##### Excerpt to read

2 days ago
- Entertainment
- The Guardian
Misper review – mystery, melancholy and murder in a faded seaside town
Here is a solid first feature debut from director Harry Sherriff, an atmospheric crime drama set in a gloomy, decaying seaside town, with an eerie depiction of grief experienced by those who exist within the margins of the life of a murdered girl.
The film follows Leonard (Samuel Blenkin), a meek hotel concierge who has a boyish crush on his charming 25-year-old colleague Elle (Emily Carey). Dressed in a red raincoat with short dark hair and a wry smile, Elle's character is very much reminiscent of Jordana Bevan in Richard Ayoade's 2010 film Submarine, as is the dry sardonic humour peppered into the script. Leonard and Elle's exchanges are awkward yet sweet, teetering on the edge of a true connection. That is, until Elle doesn't show up to work one day and reports of a missing person trickle through the town. The hotel staff are rattled by Elle's disappearance and when news breaks that her body has been found, this chilling bereavement subtly upends their lives.
Misper (an abbreviated term used by the police to refer to a missing person) is stylistically compelling in its atmosphere building. There is an unsettling sense of staleness that runs throughout the film, characterised by the beige, stained walls of the old-timey, mostly vacant hotel, and Leonard's expression, which is permanently set in a sunken, shell-shocked gaze. 'I feel like I'm in a horror film,' he says, as he attempts to schedule an appointment with a therapist over the phone.

##########
##### Data shown

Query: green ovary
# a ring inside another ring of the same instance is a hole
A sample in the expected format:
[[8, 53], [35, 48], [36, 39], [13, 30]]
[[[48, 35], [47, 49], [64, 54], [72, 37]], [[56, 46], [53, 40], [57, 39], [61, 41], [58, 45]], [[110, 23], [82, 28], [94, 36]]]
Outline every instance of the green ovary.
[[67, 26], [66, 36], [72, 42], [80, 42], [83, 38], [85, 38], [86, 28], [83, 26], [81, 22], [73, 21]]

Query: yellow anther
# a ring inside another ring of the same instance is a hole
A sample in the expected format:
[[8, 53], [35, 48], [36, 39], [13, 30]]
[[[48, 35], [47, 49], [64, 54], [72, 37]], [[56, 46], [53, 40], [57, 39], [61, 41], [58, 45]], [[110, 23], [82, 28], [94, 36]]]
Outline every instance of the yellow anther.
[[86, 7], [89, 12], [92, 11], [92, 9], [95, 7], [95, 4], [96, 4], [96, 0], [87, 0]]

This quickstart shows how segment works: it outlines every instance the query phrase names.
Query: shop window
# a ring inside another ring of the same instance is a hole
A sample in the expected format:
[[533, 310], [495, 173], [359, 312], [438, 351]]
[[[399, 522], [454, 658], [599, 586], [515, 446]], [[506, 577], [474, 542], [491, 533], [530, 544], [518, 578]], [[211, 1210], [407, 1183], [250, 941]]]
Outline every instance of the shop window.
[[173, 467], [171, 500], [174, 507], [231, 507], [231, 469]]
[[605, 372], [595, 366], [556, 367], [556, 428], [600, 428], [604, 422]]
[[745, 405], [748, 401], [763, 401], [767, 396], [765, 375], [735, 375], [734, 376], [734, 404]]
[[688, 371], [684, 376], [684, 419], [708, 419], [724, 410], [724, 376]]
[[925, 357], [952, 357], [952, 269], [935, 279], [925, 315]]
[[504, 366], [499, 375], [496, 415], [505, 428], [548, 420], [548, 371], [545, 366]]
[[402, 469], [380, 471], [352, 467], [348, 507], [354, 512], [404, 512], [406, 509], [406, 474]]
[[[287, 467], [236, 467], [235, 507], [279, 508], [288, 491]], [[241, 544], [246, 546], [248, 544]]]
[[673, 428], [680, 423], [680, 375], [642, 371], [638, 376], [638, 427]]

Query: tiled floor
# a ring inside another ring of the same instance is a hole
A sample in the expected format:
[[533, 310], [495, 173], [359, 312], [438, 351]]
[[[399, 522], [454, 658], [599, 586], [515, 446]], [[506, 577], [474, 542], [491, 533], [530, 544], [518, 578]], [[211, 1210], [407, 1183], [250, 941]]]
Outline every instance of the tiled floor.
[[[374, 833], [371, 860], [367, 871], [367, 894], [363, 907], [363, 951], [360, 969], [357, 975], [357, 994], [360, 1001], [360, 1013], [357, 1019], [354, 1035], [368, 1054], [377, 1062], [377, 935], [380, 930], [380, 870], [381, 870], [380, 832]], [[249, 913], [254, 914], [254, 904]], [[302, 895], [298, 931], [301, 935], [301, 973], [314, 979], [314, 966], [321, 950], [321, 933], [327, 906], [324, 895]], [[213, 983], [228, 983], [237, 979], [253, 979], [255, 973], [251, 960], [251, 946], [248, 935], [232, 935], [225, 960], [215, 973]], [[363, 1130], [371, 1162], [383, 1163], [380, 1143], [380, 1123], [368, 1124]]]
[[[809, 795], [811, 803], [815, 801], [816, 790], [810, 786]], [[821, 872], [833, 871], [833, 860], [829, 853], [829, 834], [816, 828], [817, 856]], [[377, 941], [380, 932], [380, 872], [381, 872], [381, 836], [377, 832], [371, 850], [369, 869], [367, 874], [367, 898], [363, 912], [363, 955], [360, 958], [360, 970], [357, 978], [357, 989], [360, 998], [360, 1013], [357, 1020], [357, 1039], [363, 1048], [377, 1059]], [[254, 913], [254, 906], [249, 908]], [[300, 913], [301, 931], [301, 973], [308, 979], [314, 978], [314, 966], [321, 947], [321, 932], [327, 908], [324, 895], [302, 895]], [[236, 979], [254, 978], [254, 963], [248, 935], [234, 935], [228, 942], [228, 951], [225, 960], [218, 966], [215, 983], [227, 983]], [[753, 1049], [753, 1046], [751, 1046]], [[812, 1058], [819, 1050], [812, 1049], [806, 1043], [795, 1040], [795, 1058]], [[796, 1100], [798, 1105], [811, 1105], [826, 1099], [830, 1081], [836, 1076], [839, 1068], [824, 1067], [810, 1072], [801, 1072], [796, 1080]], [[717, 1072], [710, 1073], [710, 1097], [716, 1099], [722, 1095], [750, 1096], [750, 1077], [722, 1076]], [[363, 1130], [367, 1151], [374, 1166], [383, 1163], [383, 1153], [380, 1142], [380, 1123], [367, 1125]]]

##########

Work instructions:
1. According to the Misper review, what does the word "misper" mean?
2. Quote the Misper review word for word, everything from "The film follows" down to "upends their lives.".
3. Write what comes next in the Misper review, picking up right after its last sentence.
The listing stands apart from the Misper review and isn't tied to it.

Results:
1. It is a short term police use for a missing person.

2.
The film follows Leonard (Samuel Blenkin), a meek hotel concierge who has a boyish crush on his charming 25-year-old colleague Elle (Emily Carey). Dressed in a red raincoat with short dark hair and a wry smile, Elle's character is very much reminiscent of Jordana Bevan in Richard Ayoade's 2010 film Submarine, as is the dry sardonic humour peppered into the script. Leonard and Elle's exchanges are awkward yet sweet, teetering on the edge of a true connection. That is, until Elle doesn't show up to work one day and reports of a missing person trickle through the town. The hotel staff are rattled by Elle's disappearance and when news breaks that her body has been found, this chilling bereavement subtly upends their lives.

3.
This empty hotel is a prime site for horror and although Misper dabbles in the genre with some nightmarish flashes of Elle haunting Leonard after her death, it doesn't go all the way. Nor does it follow the pathway of a crime drama, refusing to offer up the salacious details of Elle's death in the true crime manner (though there a brief yet frightening visit by a 'fan' of the dead girl). The nature of Elle's murder and the profile of her killer are pushed into the periphery. What is at the forefront is the bafflement, melancholy and looming sense of dread that the hotel staff are faced with as they attempt to grapple with a return to normality.
In the film's final moments, a crew is shooting a crime drama series based on the events of Elle's death and disappearance, six months after it happened. The bleak misery remains but drifts into the eeriness of the uncanny.